>> begin Task input

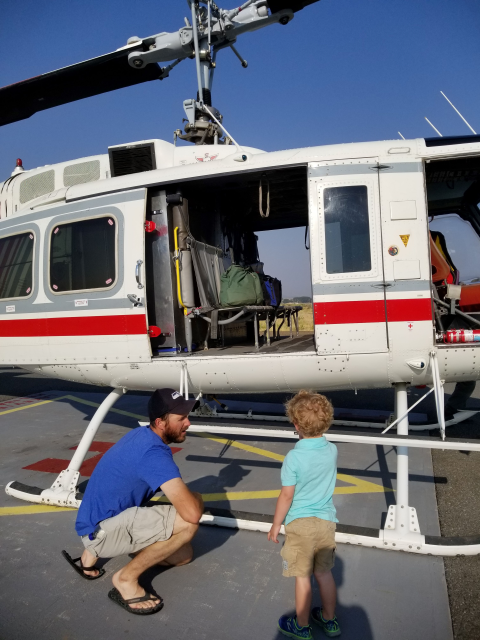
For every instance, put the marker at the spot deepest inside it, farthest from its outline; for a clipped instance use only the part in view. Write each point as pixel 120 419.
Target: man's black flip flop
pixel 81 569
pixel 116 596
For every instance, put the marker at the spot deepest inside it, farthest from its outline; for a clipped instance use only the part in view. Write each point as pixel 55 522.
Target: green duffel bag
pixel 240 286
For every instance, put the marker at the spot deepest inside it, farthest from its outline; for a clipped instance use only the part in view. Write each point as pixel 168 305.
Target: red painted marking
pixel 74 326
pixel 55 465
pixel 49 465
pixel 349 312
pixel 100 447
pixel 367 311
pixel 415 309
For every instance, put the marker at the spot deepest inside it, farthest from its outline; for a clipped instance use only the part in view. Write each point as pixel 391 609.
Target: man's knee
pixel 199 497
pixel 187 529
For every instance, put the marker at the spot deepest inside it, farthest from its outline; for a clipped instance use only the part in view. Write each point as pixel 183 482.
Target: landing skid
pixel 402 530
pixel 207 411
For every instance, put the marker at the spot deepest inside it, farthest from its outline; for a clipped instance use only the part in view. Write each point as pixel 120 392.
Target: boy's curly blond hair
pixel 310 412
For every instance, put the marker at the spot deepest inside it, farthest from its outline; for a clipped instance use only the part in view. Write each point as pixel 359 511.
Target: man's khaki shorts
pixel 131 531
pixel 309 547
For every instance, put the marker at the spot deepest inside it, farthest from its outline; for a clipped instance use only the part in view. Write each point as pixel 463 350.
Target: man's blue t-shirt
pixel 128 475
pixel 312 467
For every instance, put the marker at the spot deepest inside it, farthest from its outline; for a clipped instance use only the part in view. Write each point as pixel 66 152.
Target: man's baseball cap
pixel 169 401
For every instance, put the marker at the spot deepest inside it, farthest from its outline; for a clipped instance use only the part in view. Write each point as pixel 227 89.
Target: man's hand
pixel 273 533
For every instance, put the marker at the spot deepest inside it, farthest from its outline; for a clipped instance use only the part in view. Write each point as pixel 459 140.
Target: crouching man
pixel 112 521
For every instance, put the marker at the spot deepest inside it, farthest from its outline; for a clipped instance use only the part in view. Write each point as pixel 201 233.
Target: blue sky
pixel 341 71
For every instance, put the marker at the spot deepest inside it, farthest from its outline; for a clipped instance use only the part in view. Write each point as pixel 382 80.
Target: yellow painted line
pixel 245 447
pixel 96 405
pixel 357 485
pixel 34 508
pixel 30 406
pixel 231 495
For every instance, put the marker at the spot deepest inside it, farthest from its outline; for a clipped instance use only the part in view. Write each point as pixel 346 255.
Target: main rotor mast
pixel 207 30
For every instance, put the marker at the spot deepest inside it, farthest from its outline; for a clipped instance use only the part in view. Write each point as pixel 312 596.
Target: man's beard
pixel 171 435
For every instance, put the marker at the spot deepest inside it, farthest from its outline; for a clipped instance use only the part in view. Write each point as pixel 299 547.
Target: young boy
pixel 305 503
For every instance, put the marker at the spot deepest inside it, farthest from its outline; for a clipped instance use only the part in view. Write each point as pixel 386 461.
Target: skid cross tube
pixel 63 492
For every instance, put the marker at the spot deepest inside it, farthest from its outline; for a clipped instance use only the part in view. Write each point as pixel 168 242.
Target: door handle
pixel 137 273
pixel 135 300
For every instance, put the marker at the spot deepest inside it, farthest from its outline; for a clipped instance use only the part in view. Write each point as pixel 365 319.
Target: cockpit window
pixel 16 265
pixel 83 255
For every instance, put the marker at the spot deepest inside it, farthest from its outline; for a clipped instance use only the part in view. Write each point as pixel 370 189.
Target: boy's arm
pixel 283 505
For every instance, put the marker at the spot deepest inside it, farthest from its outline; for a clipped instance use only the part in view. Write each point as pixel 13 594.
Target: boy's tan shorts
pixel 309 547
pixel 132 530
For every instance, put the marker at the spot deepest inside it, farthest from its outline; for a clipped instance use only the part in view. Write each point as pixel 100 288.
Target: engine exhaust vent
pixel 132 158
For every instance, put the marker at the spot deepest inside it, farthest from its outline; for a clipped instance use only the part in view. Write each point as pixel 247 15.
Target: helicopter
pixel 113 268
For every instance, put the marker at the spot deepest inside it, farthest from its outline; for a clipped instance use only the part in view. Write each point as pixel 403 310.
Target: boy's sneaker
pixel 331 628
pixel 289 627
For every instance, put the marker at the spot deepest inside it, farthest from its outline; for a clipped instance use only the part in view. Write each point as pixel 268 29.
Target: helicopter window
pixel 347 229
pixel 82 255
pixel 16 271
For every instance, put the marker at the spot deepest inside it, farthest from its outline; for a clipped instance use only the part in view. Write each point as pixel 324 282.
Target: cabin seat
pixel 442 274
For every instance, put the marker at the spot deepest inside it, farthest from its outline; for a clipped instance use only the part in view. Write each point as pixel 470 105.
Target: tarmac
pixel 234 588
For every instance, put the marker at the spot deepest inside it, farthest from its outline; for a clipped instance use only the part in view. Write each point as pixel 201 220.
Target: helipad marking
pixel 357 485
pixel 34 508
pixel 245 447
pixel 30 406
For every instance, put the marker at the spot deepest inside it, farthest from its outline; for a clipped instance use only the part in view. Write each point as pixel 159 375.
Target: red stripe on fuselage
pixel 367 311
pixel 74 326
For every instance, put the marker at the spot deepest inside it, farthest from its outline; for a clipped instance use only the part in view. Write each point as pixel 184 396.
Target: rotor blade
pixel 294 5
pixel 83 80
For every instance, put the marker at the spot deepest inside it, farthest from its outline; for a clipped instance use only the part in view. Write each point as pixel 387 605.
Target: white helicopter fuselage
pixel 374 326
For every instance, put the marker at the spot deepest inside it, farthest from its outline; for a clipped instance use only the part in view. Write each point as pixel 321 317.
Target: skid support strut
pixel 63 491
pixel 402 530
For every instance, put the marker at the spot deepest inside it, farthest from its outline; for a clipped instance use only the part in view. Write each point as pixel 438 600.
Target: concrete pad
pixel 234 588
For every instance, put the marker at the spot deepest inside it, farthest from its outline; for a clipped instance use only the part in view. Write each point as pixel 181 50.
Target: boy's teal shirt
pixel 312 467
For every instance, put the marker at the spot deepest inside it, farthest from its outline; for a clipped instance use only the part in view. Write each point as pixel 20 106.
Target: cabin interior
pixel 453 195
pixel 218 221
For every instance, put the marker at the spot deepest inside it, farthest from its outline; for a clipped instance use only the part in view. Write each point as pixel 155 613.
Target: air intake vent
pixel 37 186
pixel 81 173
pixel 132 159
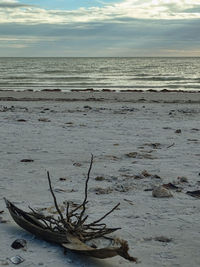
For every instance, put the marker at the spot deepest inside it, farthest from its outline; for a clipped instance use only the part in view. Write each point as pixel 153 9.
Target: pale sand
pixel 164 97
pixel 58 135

>> end Task input
>> begin Task input

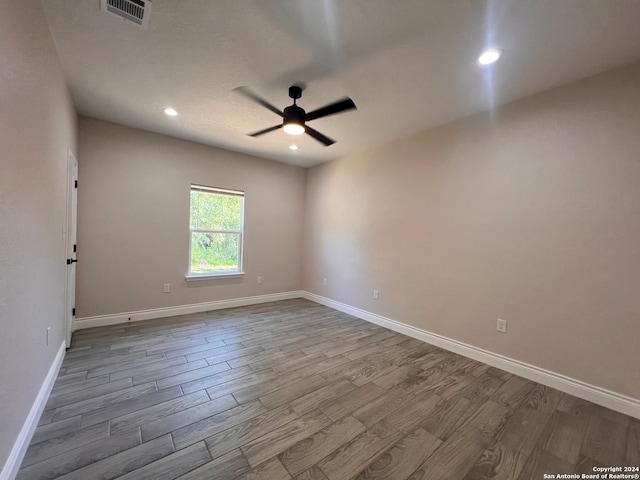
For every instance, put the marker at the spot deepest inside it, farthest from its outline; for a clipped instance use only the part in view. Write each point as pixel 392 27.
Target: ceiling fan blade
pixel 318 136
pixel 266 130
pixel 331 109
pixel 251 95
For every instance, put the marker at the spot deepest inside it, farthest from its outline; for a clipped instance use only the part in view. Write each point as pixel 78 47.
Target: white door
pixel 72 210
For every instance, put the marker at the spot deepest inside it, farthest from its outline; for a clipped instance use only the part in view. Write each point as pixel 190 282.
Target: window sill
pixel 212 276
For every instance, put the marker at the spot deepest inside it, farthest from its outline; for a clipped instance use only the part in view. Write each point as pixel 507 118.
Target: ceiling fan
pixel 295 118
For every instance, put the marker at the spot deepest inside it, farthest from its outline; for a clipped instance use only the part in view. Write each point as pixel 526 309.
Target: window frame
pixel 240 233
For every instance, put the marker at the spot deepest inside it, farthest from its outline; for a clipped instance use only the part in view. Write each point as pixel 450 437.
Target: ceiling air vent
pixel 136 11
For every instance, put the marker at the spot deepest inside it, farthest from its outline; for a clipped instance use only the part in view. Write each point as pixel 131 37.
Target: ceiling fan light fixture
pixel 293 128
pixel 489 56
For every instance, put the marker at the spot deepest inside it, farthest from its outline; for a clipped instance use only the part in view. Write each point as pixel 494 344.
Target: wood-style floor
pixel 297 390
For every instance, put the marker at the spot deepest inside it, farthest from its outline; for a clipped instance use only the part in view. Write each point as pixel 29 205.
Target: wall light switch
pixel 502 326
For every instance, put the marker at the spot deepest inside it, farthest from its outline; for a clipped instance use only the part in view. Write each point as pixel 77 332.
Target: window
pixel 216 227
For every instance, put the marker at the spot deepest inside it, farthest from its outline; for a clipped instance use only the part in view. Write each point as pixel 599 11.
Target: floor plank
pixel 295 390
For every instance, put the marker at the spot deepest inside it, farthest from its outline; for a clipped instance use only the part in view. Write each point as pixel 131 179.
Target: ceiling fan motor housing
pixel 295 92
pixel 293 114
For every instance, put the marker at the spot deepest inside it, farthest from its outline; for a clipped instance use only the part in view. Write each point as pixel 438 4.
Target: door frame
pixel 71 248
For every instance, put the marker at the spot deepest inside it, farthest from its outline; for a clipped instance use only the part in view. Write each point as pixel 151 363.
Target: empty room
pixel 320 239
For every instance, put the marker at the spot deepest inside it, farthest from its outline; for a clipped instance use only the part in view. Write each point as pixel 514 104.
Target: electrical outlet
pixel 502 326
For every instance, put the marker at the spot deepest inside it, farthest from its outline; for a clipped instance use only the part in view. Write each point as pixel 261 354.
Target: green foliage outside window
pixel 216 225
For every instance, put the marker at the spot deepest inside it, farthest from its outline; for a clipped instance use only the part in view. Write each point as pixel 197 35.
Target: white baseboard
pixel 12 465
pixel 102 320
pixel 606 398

>> end Task input

### What is expected
Count the lines above that contain the word "fuselage" and reply with that number alone.

### Result of the task
2